• [Problem statement]:
Output the material from its first line through the line containing "51,159 -> 289,254" as a Markdown table with columns Row and Line. Number each line and omit blank lines.
start Information provided
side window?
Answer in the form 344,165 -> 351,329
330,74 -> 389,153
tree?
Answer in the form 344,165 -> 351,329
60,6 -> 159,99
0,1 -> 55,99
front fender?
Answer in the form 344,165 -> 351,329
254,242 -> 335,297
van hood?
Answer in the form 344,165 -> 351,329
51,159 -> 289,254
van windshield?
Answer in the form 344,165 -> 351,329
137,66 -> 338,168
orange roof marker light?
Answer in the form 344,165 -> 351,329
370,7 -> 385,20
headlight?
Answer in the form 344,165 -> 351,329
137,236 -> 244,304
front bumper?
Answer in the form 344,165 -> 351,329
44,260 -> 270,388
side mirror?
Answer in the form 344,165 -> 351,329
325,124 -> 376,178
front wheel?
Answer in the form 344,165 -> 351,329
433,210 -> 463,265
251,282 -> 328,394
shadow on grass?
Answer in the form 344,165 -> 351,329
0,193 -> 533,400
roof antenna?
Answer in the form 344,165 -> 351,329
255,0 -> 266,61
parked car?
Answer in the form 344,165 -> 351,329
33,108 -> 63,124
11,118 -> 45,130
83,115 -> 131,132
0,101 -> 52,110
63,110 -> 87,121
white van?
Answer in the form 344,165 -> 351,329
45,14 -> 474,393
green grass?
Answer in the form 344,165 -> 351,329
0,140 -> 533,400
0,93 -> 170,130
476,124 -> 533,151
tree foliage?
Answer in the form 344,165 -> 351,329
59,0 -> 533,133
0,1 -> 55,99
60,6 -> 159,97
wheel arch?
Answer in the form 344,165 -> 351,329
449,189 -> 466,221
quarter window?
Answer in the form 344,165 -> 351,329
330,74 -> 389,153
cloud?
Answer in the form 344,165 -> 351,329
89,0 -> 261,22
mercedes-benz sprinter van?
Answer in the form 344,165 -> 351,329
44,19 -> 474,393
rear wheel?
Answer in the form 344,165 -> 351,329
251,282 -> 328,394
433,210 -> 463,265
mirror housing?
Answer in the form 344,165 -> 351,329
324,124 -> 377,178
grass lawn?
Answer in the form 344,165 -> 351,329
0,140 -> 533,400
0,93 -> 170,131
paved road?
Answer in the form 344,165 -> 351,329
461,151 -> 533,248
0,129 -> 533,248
end Information provided
• [The solution]:
| Row | Line |
|---|---|
| 1 | side window? |
| 2 | Answer in the form 344,165 -> 351,329 |
| 3 | 330,74 -> 389,153 |
| 4 | tree? |
| 5 | Answer in the form 344,165 -> 351,329 |
| 6 | 60,6 -> 159,99 |
| 7 | 0,1 -> 55,99 |
| 8 | front fender? |
| 9 | Answer in the form 344,165 -> 351,329 |
| 10 | 254,242 -> 335,297 |
| 11 | van hood? |
| 12 | Answer in the form 344,165 -> 351,329 |
| 13 | 51,159 -> 289,254 |